START WORKING DATA

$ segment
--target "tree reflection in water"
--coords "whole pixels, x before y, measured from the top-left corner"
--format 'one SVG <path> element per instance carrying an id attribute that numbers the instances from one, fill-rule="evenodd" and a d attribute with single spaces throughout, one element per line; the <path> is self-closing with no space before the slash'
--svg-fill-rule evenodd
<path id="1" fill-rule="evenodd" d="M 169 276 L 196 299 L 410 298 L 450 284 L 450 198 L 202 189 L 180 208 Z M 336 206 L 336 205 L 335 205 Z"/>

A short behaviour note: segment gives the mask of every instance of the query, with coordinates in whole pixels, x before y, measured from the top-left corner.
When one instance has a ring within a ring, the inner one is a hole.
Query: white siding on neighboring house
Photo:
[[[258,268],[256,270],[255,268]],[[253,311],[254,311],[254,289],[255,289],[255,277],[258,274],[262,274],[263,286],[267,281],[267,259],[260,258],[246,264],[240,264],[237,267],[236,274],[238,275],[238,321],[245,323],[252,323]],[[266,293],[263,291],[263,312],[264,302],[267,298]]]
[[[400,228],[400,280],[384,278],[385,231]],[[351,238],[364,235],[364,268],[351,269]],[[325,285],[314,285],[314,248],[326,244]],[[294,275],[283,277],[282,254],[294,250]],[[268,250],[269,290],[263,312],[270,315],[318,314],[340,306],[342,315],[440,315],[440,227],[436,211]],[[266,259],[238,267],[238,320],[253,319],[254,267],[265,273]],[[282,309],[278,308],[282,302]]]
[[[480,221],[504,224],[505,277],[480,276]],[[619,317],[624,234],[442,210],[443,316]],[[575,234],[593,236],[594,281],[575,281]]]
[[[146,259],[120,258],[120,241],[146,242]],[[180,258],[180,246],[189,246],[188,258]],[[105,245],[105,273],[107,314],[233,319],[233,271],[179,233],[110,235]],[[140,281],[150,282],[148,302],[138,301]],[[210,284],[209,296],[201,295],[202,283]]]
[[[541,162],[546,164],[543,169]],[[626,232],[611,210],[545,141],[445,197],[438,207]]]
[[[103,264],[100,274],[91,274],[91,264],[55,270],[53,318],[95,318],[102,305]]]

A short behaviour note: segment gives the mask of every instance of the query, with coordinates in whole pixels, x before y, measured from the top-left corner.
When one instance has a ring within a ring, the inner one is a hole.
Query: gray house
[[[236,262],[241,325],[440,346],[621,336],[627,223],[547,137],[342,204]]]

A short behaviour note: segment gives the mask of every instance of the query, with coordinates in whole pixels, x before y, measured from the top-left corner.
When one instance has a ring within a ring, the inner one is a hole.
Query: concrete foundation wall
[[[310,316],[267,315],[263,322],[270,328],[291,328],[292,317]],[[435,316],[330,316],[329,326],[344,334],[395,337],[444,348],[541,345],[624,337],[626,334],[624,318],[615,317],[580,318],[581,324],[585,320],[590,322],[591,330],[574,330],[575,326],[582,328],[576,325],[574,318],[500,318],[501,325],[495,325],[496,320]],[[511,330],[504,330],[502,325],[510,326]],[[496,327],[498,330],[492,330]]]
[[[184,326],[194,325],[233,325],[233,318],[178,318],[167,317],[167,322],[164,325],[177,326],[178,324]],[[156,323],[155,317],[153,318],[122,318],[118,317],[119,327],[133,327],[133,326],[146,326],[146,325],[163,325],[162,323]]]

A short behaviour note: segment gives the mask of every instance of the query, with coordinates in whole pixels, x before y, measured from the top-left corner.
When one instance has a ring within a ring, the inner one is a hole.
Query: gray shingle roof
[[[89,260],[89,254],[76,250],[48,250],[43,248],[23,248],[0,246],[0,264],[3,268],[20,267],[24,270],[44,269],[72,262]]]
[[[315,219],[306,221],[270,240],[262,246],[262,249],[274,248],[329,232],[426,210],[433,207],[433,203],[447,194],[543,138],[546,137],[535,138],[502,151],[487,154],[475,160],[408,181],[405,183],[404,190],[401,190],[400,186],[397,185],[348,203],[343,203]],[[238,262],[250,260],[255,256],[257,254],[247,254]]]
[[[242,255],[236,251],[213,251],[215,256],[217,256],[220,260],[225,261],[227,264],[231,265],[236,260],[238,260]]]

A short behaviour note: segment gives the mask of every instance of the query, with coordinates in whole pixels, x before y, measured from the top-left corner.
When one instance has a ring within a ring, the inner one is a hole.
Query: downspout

END WORKING DATA

## [THE TASK]
Return only the exact lines from the opening of the records through the line that contains "Query: white siding on neighboring house", both included.

## [OUTPUT FOR THIS TASK]
$ segment
--target "tree reflection in water"
--coords "whole pixels, x before y, measured from the top-left corner"
--format 'one SVG <path> element per instance carrying an id attribute that numbers the instances from one, fill-rule="evenodd" and a d attribute with single spaces throughout, one element per line; the <path> is self-closing with no space before the slash'
--svg-fill-rule evenodd
<path id="1" fill-rule="evenodd" d="M 169 276 L 196 299 L 410 298 L 450 284 L 450 198 L 202 189 L 180 208 Z M 336 206 L 336 205 L 335 205 Z"/>

A short behaviour note: segment gives the mask of every instance of the query, with coordinates in whole pixels, x before y, measured from the top-left corner.
When one instance has a ring within a ring, the inner one is a hole.
Query: white siding on neighboring house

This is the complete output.